Dataset rows on where objects appear →
:::::

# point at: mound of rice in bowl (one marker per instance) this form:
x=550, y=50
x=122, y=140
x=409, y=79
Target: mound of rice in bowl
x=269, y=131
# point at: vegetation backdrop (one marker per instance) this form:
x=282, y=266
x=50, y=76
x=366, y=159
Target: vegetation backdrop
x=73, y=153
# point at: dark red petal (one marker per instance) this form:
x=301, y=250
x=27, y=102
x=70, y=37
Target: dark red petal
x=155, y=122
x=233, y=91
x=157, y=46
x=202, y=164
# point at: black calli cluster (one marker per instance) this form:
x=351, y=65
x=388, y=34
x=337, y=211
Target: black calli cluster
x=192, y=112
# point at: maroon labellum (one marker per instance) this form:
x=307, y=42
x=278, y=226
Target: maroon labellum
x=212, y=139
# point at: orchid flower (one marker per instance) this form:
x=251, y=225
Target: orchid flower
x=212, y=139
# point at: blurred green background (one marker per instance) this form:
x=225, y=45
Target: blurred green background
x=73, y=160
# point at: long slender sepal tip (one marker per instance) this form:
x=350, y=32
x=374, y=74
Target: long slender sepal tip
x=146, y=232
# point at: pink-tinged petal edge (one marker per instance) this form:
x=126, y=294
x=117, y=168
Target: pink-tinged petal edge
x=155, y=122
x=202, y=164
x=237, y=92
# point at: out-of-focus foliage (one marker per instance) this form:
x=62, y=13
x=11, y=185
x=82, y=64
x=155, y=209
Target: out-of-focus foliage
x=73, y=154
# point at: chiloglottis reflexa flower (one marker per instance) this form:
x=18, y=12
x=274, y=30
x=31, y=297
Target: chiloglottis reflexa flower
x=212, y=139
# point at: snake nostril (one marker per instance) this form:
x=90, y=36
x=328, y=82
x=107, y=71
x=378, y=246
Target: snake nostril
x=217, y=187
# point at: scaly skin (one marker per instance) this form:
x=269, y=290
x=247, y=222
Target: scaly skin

:::::

Exercise objective →
Could you write out the data again, starting at its first line and going on through the line with "x=269, y=131", offsetting each answer coordinate by 123 and leaving every other number as it is?

Worked solution →
# point at: mound of rice in bowl (one marker per instance) this form:
x=550, y=50
x=122, y=140
x=409, y=79
Target: mound of rice in bowl
x=392, y=254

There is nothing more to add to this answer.